WHAT YOU NEED TO DO —
Would you please restate every record exactly as written?

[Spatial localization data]

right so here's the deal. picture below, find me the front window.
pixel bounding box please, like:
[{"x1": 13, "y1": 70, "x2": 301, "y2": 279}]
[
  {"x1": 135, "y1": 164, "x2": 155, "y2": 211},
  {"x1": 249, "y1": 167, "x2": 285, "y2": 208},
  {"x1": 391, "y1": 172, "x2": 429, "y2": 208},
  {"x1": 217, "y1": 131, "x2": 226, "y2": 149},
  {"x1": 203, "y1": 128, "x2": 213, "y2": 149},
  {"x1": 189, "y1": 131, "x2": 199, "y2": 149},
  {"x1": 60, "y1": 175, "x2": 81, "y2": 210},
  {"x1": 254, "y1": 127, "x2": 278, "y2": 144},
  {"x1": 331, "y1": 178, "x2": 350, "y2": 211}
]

SOLUTION TO THIS TASK —
right so here's the deal. picture below, find me the front window.
pixel bounding box please, like:
[{"x1": 13, "y1": 70, "x2": 301, "y2": 279}]
[
  {"x1": 135, "y1": 164, "x2": 155, "y2": 211},
  {"x1": 249, "y1": 167, "x2": 285, "y2": 208},
  {"x1": 391, "y1": 172, "x2": 429, "y2": 208},
  {"x1": 217, "y1": 131, "x2": 226, "y2": 149},
  {"x1": 203, "y1": 128, "x2": 213, "y2": 149},
  {"x1": 189, "y1": 131, "x2": 199, "y2": 149},
  {"x1": 60, "y1": 175, "x2": 81, "y2": 210},
  {"x1": 254, "y1": 127, "x2": 278, "y2": 144},
  {"x1": 331, "y1": 178, "x2": 350, "y2": 211}
]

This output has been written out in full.